What the task asks: Every record below is to be retyped exactly.

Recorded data
★ ★ ★
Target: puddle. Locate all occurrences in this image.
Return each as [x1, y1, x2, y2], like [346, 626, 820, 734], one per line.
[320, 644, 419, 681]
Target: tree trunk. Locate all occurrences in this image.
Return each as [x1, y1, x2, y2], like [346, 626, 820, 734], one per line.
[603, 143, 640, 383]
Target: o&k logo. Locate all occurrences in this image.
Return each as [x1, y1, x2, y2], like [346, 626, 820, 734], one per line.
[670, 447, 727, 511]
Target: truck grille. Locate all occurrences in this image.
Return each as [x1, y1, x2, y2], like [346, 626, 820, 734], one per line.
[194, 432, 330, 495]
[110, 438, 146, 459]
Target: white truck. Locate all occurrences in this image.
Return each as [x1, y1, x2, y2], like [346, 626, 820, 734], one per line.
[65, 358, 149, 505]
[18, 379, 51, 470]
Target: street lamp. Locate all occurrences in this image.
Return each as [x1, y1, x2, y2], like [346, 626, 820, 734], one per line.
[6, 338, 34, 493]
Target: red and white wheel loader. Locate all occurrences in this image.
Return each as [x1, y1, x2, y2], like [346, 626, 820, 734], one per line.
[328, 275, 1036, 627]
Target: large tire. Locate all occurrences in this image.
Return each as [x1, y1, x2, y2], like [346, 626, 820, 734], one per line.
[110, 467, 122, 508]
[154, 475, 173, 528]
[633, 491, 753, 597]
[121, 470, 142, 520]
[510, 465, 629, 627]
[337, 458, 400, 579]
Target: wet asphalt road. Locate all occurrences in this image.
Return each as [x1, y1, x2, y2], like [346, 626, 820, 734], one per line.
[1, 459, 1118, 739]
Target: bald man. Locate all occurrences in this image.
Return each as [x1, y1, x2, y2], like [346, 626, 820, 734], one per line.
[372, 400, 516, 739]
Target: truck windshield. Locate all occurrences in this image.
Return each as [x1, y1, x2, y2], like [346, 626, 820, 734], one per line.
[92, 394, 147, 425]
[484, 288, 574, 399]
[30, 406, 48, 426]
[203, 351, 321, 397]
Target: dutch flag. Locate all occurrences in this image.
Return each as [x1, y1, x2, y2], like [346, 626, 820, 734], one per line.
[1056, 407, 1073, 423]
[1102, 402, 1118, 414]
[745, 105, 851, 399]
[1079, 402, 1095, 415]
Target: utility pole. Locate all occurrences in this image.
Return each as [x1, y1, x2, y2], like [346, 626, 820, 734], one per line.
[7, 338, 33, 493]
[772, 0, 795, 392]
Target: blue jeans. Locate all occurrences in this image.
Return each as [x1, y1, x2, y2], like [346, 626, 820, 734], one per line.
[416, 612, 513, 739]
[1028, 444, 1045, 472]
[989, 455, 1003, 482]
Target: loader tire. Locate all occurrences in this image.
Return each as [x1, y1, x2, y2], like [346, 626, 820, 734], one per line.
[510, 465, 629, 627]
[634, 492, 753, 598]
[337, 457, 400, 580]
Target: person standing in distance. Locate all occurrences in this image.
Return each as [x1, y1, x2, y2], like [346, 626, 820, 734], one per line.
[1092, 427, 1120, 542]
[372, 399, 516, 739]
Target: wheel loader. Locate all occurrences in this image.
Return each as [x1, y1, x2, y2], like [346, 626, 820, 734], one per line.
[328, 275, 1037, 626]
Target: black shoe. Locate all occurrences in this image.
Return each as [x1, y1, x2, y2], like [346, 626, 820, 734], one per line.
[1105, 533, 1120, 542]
★ ★ ★
Answer area:
Target: puddle. Locate all occurrences in this image.
Return each as [x1, y1, x2, y2], like [346, 626, 820, 734], one per line.
[320, 644, 419, 681]
Target: tree trunk. Locate all occurrences in this image.
Return each as [x1, y1, x2, y2], like [346, 626, 820, 734], one per line.
[603, 143, 640, 383]
Target: o&k logo. Locate all occurrences in this image.
Return each as [x1, y1, x2, y2], like [346, 626, 820, 734], one per line.
[670, 447, 727, 511]
Target: truck grille. Locate all occurrences in this image.
Return each as [x1, y1, x2, y2], like [346, 626, 820, 734], one per line.
[194, 432, 330, 495]
[110, 438, 146, 459]
Target: white truck. Locate all occurrences in this image.
Return each as [x1, y1, x2, y2], like [346, 626, 820, 734], one per line.
[65, 358, 149, 505]
[18, 379, 51, 470]
Target: street lamp. Locate all occurrences in this image.
Return each as [x1, y1, x2, y2], like [346, 626, 820, 734], one per line.
[6, 338, 34, 493]
Target: red and white wheel loader. Locate all occurrences in this image.
Return each as [x1, y1, x2, y2], like [346, 626, 820, 734], one per line.
[328, 275, 1036, 627]
Target: large tire. Locate all occurrences in this image.
Return each as [x1, y1, x2, y2], like [346, 626, 820, 734], one per line.
[110, 467, 122, 508]
[154, 475, 173, 528]
[633, 491, 753, 597]
[121, 470, 142, 520]
[510, 465, 629, 627]
[337, 458, 400, 579]
Target: wet asphalt road. Locate all occurrences in this image.
Return each as [x1, y1, x2, y2], like [346, 626, 820, 734], one per line.
[1, 459, 1118, 739]
Target: bald man. Locate all occurrences in this image.
Return each as [x1, y1, x2, y2], like [346, 626, 820, 734], one per line.
[372, 400, 516, 739]
Target: truck windshield. Locate all occurrences in this image.
Return each as [x1, y1, x2, y2], like [346, 626, 820, 734], one per line.
[92, 394, 147, 425]
[484, 288, 574, 399]
[30, 406, 48, 426]
[203, 351, 321, 397]
Target: dutch flag. Locate all occurrences in this image.
Return each as [x1, y1, x2, y2], like [346, 626, 820, 734], one per line.
[1056, 407, 1073, 423]
[1102, 402, 1118, 414]
[745, 105, 851, 399]
[1079, 402, 1095, 415]
Target: utility pole. Locate all occurrences in this image.
Return each as [x1, y1, x2, y2], like [346, 626, 820, 734], one per line.
[7, 338, 33, 493]
[772, 0, 795, 392]
Target: blue jeans. Locate all occurrences in this image.
Return each as [x1, y1, x2, y2], like [346, 626, 820, 734], one per line.
[416, 612, 513, 739]
[1028, 444, 1045, 472]
[989, 455, 1003, 482]
Target: loader tire. Locate all occurrences in this image.
Return each as [x1, y1, x2, y2], like [346, 626, 820, 734], one per line.
[510, 465, 629, 627]
[634, 492, 753, 598]
[337, 457, 400, 580]
Target: person standing in distance. Locate all occurrences in this image.
Return each as [x1, y1, x2, y2], like [346, 626, 820, 734], one per line.
[1092, 427, 1120, 542]
[372, 399, 516, 739]
Target: wheel loader. Locate all occurrences in this image.
Return each as [x1, y1, x2, y2], like [346, 626, 820, 734], one per line.
[328, 275, 1037, 626]
Target: black shoe. Locate all occurrences in this image.
Return each as [x1, y1, x2, y2], like [346, 626, 820, 734], one per line.
[1105, 533, 1120, 542]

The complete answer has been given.